Author(s): Zhanchen Li; Dawei Guan
Linked Author(s):
Keywords: Pier scour; Unsteady flow; Machine learning; MLP; Transformer
Abstract: In mountainous regions, the velocity of river flow undergoes significant fluctuations between flood and low-water periods. The pronounced variations in flow velocity during flood events lead to substantial alterations in the riverbed topography, often resulting in considerable local scour around pile foundations. This phenomenon poses a significant threat to the stability of hydraulic structures. Hence, the development of an accurate prediction model for foundation scour under variable flow conditions is of paramount importance for enabling real-time early warning systems for hydraulic infrastructure. Currently, research on fundamental scour under unsteady flow predominantly relies on established empirical formulas derived from steady flow scour analysis. The predictive accuracy is closely linked to the precision of these empirical formulas, particularly in simulating scour processes, notably in the initial stages. With the advent of machine learning, a plethora of models and methodologies have emerged. Regarding the fusion of machine learning with engineering applications, neural network approaches have previously been employed in forecasting final scour depths. In this study, machine learning techniques are applied to investigate non-uniform flow scour, with specific emphasis on comparative analysis between the MLP and Transformer models. Focused on pier scour, the dataset utilized exhibits a declining segment. It is observed that the MLP model demonstrates remarkable accuracy in predicting scour scenarios with ascending flow, yet displays oscillations in more intricate scour processes. The Transformer model serves to address this issue, although its predictive consistency for individual scour events varies. This study proposes enhancements to the Transformer positional encoding to mitigate these challenges. The improved Transformer model achieves an RMSE of 0.105 for bridge abutment scour and 0.061 for bridge pier scour. This methodology facilitates rapid experimental training of scour evolution within short timeframes, offering a novel approach for developing time series models to predict scour evolution.

→ **Entries provided**:
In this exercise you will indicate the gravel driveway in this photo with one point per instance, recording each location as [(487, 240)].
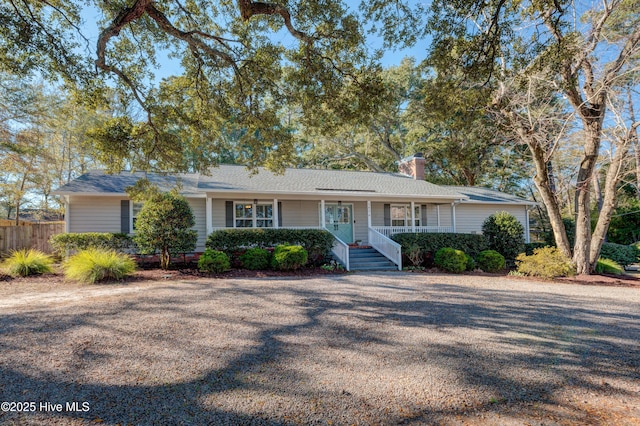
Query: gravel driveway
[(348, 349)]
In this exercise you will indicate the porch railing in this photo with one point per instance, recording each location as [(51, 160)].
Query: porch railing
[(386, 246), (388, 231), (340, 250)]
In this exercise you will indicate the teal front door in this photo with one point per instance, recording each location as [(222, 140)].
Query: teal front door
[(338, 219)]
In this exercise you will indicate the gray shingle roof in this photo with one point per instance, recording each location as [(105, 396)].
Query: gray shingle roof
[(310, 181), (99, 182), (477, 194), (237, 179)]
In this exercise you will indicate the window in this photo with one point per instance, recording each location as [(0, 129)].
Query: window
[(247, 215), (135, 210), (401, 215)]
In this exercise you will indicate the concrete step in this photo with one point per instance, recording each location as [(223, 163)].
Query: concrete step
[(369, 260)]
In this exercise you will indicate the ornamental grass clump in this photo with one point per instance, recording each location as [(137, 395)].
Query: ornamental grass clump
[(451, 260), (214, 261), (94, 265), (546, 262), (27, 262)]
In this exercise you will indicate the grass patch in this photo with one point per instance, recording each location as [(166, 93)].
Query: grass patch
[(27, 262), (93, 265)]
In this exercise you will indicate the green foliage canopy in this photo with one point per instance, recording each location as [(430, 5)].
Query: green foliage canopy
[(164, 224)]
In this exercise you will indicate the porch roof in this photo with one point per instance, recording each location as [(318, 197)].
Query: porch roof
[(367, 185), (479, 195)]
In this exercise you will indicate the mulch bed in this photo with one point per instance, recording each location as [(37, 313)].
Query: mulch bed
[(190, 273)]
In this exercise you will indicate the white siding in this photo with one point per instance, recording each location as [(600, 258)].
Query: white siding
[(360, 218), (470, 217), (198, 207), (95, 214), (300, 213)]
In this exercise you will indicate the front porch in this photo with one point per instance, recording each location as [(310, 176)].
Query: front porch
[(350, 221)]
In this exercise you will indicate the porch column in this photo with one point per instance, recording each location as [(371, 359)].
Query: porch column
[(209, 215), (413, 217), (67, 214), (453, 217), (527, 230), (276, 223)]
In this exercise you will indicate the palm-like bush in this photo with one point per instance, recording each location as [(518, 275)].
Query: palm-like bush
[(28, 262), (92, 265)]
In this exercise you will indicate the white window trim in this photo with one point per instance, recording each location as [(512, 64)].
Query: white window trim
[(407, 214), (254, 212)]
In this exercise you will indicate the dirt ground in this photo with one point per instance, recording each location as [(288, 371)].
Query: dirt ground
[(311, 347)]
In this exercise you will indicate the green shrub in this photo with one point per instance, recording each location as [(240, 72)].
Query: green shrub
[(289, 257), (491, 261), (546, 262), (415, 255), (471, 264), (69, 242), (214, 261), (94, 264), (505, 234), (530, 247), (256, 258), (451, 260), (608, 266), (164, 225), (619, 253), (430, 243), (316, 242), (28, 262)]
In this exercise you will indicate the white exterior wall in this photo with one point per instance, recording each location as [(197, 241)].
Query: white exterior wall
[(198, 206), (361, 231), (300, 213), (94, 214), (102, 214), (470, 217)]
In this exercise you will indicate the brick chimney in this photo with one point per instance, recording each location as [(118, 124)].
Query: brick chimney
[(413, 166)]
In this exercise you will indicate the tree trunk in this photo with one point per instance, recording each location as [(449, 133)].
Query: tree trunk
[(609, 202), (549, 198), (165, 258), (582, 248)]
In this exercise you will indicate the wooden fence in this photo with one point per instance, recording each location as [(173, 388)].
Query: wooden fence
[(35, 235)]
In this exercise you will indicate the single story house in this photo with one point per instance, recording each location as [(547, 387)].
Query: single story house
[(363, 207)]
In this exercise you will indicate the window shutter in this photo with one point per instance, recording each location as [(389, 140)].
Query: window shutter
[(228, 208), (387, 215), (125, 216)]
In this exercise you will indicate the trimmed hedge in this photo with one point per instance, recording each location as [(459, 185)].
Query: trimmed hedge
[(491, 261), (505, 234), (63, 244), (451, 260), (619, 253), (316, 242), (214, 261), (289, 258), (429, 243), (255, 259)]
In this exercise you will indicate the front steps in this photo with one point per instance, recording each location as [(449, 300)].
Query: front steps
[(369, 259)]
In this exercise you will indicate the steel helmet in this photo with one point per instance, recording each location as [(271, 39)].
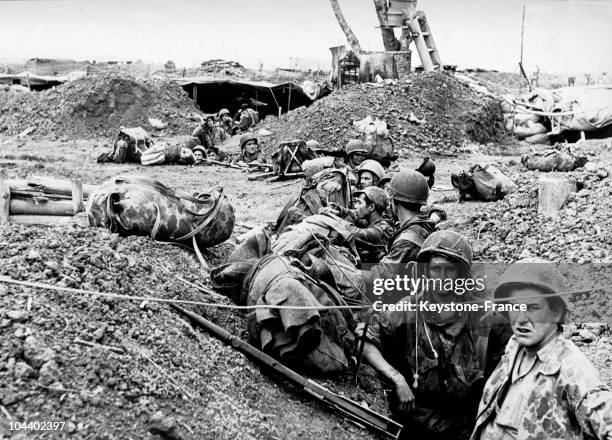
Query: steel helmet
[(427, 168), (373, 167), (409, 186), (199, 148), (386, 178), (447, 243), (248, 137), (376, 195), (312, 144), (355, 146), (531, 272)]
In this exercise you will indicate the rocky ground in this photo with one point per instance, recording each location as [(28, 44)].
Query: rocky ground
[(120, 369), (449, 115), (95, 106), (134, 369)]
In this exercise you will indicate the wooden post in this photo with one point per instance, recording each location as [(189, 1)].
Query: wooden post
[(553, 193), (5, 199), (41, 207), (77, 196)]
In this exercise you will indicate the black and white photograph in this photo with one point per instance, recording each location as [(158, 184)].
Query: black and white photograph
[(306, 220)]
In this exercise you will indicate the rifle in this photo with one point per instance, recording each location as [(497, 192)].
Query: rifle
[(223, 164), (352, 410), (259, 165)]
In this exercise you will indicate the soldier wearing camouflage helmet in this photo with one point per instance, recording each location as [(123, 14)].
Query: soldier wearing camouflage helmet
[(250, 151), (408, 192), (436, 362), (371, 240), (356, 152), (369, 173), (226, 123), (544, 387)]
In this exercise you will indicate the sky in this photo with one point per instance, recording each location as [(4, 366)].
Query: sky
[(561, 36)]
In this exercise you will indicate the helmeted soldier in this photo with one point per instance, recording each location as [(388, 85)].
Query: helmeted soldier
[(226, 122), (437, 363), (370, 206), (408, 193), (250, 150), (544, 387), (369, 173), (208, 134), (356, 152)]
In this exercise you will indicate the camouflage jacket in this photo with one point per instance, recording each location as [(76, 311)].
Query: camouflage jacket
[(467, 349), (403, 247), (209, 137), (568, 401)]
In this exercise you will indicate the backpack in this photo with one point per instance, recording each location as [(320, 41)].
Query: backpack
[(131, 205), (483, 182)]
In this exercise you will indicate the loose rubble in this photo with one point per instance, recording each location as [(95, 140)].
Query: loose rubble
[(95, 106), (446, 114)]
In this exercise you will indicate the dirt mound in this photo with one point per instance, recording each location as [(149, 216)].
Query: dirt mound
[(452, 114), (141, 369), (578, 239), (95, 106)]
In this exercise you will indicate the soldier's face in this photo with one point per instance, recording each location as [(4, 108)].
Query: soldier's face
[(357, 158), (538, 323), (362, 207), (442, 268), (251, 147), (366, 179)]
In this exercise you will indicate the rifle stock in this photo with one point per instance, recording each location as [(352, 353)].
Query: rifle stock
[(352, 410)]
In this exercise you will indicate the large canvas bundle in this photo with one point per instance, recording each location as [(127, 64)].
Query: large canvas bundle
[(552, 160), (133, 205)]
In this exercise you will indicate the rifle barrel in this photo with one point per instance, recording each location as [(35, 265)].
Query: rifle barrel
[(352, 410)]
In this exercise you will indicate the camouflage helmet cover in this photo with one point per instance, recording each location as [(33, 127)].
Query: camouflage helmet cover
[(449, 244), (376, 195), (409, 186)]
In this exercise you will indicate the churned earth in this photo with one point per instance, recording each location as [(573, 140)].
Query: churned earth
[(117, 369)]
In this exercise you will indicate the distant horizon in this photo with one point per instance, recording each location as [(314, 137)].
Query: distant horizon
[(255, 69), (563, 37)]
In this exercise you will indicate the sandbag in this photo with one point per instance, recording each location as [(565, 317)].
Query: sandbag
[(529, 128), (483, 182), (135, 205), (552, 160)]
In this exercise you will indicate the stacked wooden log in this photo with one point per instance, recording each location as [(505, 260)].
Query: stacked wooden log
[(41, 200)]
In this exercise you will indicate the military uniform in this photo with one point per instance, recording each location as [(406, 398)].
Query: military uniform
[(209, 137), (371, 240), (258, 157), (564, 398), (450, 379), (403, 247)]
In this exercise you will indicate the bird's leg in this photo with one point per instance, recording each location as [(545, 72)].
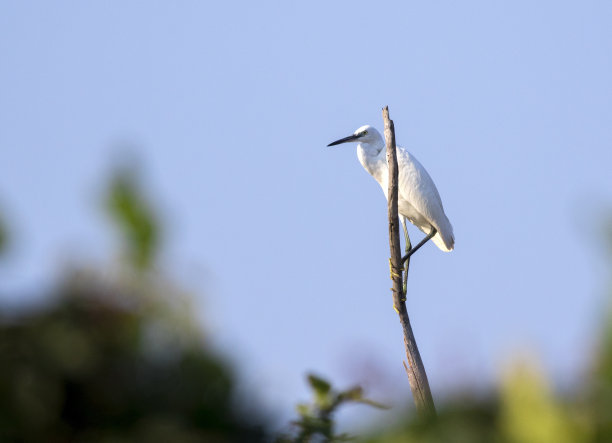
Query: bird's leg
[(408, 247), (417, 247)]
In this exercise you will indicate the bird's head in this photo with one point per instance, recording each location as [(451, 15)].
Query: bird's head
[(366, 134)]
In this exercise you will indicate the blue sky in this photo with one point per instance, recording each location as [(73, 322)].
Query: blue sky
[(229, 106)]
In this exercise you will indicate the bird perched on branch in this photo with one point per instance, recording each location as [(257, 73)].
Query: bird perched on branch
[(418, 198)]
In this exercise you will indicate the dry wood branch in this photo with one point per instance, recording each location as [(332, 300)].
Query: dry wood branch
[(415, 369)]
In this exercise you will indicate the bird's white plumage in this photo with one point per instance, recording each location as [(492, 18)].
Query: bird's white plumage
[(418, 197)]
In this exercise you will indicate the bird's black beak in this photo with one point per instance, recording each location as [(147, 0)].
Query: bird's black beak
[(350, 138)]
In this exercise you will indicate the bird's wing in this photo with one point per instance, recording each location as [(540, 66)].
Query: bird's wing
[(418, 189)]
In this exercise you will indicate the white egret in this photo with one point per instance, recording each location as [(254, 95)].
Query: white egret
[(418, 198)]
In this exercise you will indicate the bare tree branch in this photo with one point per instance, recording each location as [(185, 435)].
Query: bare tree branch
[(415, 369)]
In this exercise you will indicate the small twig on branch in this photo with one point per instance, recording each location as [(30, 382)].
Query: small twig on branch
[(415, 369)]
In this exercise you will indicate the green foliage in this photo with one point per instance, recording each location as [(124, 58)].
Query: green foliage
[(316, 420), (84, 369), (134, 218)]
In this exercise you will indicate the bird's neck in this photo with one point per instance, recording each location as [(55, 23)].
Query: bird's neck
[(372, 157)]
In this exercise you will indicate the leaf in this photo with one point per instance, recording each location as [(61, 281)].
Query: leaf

→ **Work to do**: Can you copy the whole pier scour abstract above word for word, including the author and keyword lines at the top?

→ **Worked answer**:
Author(s): Zhanchen Li; Dawei Guan
Linked Author(s):
Keywords: Pier scour; Unsteady flow; Machine learning; MLP; Transformer
Abstract: In mountainous regions, the velocity of river flow undergoes significant fluctuations between flood and low-water periods. The pronounced variations in flow velocity during flood events lead to substantial alterations in the riverbed topography, often resulting in considerable local scour around pile foundations. This phenomenon poses a significant threat to the stability of hydraulic structures. Hence, the development of an accurate prediction model for foundation scour under variable flow conditions is of paramount importance for enabling real-time early warning systems for hydraulic infrastructure. Currently, research on fundamental scour under unsteady flow predominantly relies on established empirical formulas derived from steady flow scour analysis. The predictive accuracy is closely linked to the precision of these empirical formulas, particularly in simulating scour processes, notably in the initial stages. With the advent of machine learning, a plethora of models and methodologies have emerged. Regarding the fusion of machine learning with engineering applications, neural network approaches have previously been employed in forecasting final scour depths. In this study, machine learning techniques are applied to investigate non-uniform flow scour, with specific emphasis on comparative analysis between the MLP and Transformer models. Focused on pier scour, the dataset utilized exhibits a declining segment. It is observed that the MLP model demonstrates remarkable accuracy in predicting scour scenarios with ascending flow, yet displays oscillations in more intricate scour processes. The Transformer model serves to address this issue, although its predictive consistency for individual scour events varies. This study proposes enhancements to the Transformer positional encoding to mitigate these challenges. The improved Transformer model achieves an RMSE of 0.105 for bridge abutment scour and 0.061 for bridge pier scour. This methodology facilitates rapid experimental training of scour evolution within short timeframes, offering a novel approach for developing time series models to predict scour evolution.